◆ Okuma Metni ◆

● ● ● ●

Bokunu
çıkaralım mı? Çıkaralım anasını satayım. Mutlulukla gelen huzur üç ayak üstünde
ancak istenilen kıvamda yaşanıp hissediliyor diye anlatıyor, deneyimlerle beslenen
akıl.
Bu üç ayağın
her biriyse birer üçgenmiş. Hem bağımsızlar birbirlerinden hem de bağlılarmış
birbirlerine mutlulukla gelen huzurun altında. Deniyor.
Üçgen
ayaklardan biri,
Sağlık güven
para üçgeni,
Bir başka
üçgen ayak,
Bilgi kültür
görgü üçgeni,
Bir diğer
ayaksa,
Sevgi sabır
hoşgörü üçgeni. Ymiş. Ve de,
Bu üç
üçgenin önce kendi içlerinde, sonra birbirleriyle ilişkilerinde ki dengeler
veya dengesizliklerde,
Kişinin
yaşadığı,
Mutluluğu
veya mutsuzluğu yani huzuru veya huzursuzluğunun şiddetini belirliyormuş. Diyor
yine aynı akıl.
Olumlu
olumsuz.
İlişkiler
neden bitermiş bir gün? Akıl,
Yukarıda ki
üçgenlerden sadece biri veya ikisinin iki ucunda yazanlar dahi aksadığı an unut
sen o ilişkinin geleceğini. Diyor.
Tüm
üçgenlerde ve de üçgenlerin tüm uçlarında yer alan kavramların dengeleriyle de
gelen ilişkiler yürüyüp gidiyorlarmış ömür boyu. Ha akıl bir de diyor ki,
Bu üç adet
üçgenin mutlulukla gelen huzura bağlandıkları noktada ki,
Alt platform
ise,
Yine bir
üçgen. Miş.
Duyarlılık
dokunma gülme.
Ne çok
kriter var? Mış.
Var.
Öyle. Diyor
akıl.
Kriterlerin
sayıları çok fazla olduğu için de, ilişkiler yürümüyorlar zaten. Miş.
İnsanoğlu
ilişkilerini illaki fiziksel özellikler ve şekiller esasına dayadığı için de ilişkiler
yürümüyorlarmış zaten.

● ● ● ●

◆ Sağlanan Veri ◆
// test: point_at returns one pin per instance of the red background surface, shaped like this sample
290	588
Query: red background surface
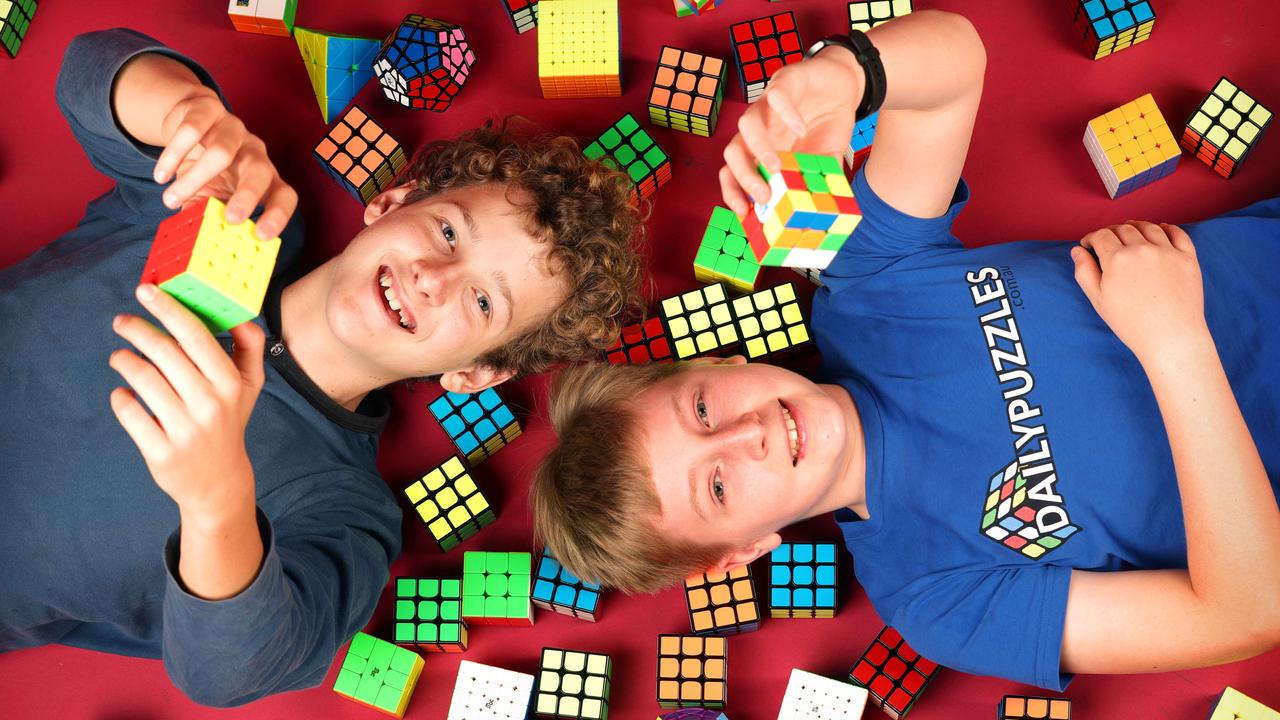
1031	178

● ● ● ●

◆ Alıştırma 1 ◆
Okuma metnindeki "Bu üç ayağın her biriyse birer üçgenmiş." cümlesini İngilizceye çevirin.
◆ Alıştırma 2 ◆
Okuma metnine göre, üç üçgenin mutlulukla gelen huzura bağlandığı noktadaki alt platformu oluşturan üçgende hangi kavramlar yer alır?
◆ Alıştırma 3 ◆
Mutluluk, huzur ve üçgenler üzerine olan okuma metnini son cümlesinden itibaren devam ettirin.
Verinin bu çalışmayla hiçbir ilgisi yoktur.

◆ Sonuç 1 ◆
Each of these three legs, in turn, is said to be a triangle.

◆ Sonuç 2 ◆
Duyarlılık, dokunma ve gülme.

◆ Sonuç 3 ◆
Paraya yasladıkları için bazen.
Bazen
bilgiye kültüre yaslandıkları içinde.
Bazen sekse
yani dokunmaya sadece.
Bazen
eğlenceye, gülmeye yani.
Hiçbir
üçgenin hiçbir köşesi veya hadi daha da genişletelim hiçbir üçgenin tek başına
varlığı ve de,
Esas olana dönüştürülmesi
de yetersiz kalıyormuş bir zaman sonra yani geçen yıllar içinde.
Ki,
Gelişimi de
ekledin mi iki kişinin aynı mı? Yoksa ayrı yönlere doğru mu? Değişimiyle
ilgili,
Durum tam
bir kaosa dönüşüyor hissi veriyormuş insana. Diyor akıl yine.
Amma
meğerse,
Yine ve
ayrıca ve ilaveten tüm bunlardan bağımsız olarak,
Bunların
hiçbirini de ne tanıyor ne de biliyor, muş,
Aşksa. Aşk
diyor bunu bu sefer de.
Tüm bu
üçgenlerin, üç ayağın varlığından bile habersiz’miş. Diyor yine aşk.
Aşk,
Dümdüz canı
nasıl çekiyorsa yürüyüp gidiyormuş gönüllere dola dola.
Sarıldın mı
aşkına,
Ne
denklemler kalıyor’muş ne de aklı selim kararlar. Meğerse.
Ne var ne
yoksa yaşamımızda hepsini akla sığdırmaya çalışırken, bir tek aşkın aklı
ermiyor, muş,
Akla.
Çünkü,
Aşkta akıl
yok’muş zaten. Bu yüzden,
Aklın akılla
beceremediğini de aşk beceriyor’muş zaten.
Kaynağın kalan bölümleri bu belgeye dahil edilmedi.